# [Text excerpt]
......
RENO, Nev. (BVM) — After a long and winding six-year journey across various levels of Minor League Baseball, Tyler Gilbert, a 27-year-old left-handed pitcher from Santa Cruz, Calif., stands on the doorstep of achieving his dream of pitching for a Major League Baseball (MLB) team.
During his college days, Gilbert spent the first two years pitching for Santa Barbara City College before transferring to pitch at University of Southern California (USC) for two seasons. At USC, Gilbert served as a starter and relief pitcher. There, he went 5-2, accumulating 66 strikeouts in 67 innings pitched. MLB teams took notice of his performance and he ended up getting drafted by the Philadelphia Phillies in the sixth round of MLB’s 2015 draft. Over the next four years, Gilbert gradually ascended up the various levels of the Phillies minor league system, making it to Triple-A. Today, he remains at the Triple-A level, but now as a member of the Arizona Diamondbacks’ organization. This past offseason, Arizona selected him in the Triple-A portion of the 2021 Rule 5 draft from the Los Angeles Dodgers, the franchise that employed him in 2020.
Gilbert talked about all his hard work in the Minor Leagues to get himself to this point in his professional baseball career.
“Minor League life is not the best but can prove beneficial if you can grind through it and see the light at the end of the tunnel, which for me is the big leagues [MLB],” Gilbert said. “I have been doing it for six years and found success.”
However, he is ready to move to the next level.
Gilbert said that the biggest challenge he has dealt with in his professional baseball career is the minor league lifestyle: the grind of long seasons, long bus rides, early morning flights and low wages.
“It’s hard to make a living when getting paid so little and it pushes many guys away,” Gilbert said. “I have played with guys better than me who want to make money in a different job. When you make it to the Major Leagues, you can make big money.”
Yet, only about one-in-five players end up making it all the way to the top level of American professional baseball.
Gilbert revealed that next year he will hit seven years in the minor leagues, thus he will be able to enter minor league free agency and make more money. However, he is not really worrying about that and is instead focused on doing everything he can to get promoted from Triple-A for the first time this year. He is even more determined in the wake of not playing at all in 2020 because of the COVID-19 pandemic.
“I was able to work with local kids in Santa Cruz, Calif., last year as I was home for the summer for the first time since 2014,” Gilbert said. “That showed me how badly I wanted to keep playing baseball and how much I missed it. Taking a year off didn’t feel right and made me recognize that I want to keep playing.”
Gilbert continues to get motivation to keep pursuing his goals from his family, friends and girlfriend. He is currently serving as a starting pitcher for the Reno Aces, the Triple-A affiliate of the Arizona Diamondbacks. Gilbert is starting games for the first time since 2016. He highlighted the differences between starting and relieving.
......
# [Supplied entries]
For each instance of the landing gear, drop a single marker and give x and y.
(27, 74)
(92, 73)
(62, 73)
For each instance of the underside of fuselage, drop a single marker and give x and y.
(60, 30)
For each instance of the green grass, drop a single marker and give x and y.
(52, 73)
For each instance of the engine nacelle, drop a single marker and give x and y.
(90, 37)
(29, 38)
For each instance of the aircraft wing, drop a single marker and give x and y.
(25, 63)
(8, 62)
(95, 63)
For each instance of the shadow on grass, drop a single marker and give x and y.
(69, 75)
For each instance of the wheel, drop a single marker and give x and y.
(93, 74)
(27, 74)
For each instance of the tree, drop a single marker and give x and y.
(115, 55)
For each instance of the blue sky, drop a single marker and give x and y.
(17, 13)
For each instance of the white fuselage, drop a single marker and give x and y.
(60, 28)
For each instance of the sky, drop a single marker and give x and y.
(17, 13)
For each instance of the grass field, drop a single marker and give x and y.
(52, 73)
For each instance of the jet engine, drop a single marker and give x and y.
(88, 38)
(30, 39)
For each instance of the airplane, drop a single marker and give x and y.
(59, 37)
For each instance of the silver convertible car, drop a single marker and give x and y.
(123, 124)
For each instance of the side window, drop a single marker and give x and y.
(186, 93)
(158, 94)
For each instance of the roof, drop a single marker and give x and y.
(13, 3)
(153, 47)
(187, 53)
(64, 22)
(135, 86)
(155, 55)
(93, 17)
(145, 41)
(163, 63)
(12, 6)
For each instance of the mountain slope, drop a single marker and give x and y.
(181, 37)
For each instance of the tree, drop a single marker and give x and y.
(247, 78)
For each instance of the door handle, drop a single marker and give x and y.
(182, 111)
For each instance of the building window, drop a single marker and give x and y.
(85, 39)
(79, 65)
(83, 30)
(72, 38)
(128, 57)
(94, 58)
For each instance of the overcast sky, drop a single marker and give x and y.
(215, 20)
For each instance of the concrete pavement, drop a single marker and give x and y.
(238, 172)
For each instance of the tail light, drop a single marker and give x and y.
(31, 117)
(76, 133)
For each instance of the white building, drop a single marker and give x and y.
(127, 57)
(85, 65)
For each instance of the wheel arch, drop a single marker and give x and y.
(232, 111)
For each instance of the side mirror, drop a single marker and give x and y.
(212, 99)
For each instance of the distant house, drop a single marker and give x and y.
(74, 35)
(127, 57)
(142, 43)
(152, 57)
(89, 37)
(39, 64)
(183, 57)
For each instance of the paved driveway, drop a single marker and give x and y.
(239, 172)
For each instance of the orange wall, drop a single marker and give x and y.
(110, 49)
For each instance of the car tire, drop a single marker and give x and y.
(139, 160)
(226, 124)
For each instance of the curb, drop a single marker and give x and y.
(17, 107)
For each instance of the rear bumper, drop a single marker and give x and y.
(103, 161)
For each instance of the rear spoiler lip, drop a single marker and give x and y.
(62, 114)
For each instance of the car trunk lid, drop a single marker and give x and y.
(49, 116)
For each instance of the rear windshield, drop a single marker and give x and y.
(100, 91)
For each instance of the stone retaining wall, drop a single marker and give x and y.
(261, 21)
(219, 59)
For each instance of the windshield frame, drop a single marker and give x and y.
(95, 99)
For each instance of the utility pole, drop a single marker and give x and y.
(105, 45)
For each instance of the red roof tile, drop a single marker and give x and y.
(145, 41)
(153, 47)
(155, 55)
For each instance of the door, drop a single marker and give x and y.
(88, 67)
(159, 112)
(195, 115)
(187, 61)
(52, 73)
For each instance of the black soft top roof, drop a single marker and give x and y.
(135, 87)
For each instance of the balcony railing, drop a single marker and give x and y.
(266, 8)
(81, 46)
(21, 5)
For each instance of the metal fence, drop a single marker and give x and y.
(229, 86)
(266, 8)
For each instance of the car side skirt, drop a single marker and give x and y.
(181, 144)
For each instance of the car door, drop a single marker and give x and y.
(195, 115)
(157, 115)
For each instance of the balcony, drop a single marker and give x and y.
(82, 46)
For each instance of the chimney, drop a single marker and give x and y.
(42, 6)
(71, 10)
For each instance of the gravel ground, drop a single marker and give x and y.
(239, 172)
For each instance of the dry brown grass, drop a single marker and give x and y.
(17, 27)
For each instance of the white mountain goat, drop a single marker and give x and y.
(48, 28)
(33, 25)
......
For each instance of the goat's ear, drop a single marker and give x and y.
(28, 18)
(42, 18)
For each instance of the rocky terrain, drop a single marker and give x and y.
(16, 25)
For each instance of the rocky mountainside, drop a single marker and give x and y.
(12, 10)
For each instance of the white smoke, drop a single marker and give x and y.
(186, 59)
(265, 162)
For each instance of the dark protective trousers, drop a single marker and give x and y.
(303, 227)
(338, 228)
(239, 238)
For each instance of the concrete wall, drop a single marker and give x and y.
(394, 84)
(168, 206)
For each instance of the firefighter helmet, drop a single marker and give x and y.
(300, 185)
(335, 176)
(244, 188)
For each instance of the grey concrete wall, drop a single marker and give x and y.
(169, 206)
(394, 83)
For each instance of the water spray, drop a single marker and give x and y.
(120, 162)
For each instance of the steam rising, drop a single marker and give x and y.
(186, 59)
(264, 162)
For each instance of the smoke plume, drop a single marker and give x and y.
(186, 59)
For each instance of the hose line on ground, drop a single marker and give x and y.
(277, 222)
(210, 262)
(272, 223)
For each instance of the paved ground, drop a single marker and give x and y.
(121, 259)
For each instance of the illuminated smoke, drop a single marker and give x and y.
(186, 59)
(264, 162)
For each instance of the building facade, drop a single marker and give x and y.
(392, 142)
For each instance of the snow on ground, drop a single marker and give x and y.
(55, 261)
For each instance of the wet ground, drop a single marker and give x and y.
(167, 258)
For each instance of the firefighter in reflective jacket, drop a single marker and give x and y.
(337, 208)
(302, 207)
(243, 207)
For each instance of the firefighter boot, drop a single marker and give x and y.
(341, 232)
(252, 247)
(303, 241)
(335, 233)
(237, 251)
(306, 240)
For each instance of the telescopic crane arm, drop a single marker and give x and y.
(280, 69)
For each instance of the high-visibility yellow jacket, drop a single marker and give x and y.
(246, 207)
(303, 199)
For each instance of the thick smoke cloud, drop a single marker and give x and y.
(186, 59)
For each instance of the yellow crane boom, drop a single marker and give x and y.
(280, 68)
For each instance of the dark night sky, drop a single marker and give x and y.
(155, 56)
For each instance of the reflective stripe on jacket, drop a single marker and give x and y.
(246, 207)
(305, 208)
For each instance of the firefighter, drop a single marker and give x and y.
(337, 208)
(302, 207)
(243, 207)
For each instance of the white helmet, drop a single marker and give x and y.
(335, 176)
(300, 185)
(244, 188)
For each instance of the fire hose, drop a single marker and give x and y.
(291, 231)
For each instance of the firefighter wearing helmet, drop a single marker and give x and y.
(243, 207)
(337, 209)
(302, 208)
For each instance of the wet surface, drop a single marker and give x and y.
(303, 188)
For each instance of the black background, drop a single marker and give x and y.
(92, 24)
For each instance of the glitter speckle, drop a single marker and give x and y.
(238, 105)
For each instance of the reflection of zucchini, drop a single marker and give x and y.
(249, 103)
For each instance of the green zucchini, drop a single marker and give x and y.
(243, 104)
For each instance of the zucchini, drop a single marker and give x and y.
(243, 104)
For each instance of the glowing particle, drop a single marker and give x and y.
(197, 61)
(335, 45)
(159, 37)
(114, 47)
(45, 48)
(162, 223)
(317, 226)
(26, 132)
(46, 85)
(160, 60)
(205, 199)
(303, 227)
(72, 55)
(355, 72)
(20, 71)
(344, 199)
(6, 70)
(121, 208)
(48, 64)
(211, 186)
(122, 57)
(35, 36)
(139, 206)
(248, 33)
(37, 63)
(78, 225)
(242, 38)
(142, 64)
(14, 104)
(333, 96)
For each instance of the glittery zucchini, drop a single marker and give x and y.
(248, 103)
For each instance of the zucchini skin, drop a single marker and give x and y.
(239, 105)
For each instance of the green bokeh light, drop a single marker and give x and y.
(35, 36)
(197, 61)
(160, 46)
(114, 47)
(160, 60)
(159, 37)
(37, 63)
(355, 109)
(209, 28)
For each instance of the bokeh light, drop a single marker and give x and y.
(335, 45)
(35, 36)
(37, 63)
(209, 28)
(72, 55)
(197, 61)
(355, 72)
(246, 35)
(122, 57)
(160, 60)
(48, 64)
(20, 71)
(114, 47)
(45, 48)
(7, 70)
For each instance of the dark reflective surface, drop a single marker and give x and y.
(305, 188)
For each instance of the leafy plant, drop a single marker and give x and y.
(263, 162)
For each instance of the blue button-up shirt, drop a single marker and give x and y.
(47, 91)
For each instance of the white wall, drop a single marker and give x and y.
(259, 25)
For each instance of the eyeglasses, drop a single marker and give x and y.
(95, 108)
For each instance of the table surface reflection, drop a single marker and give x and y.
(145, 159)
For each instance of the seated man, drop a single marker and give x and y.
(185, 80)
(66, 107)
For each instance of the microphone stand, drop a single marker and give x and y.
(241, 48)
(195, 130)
......
# [Exercise requirements]
Please answer from the article about Tyler Gilbert: which team drafted him in 2015, and in which round? The material is separate from the article about Tyler Gilbert.

# [Reply to the exercise]
The Philadelphia Phillies drafted him in the sixth round.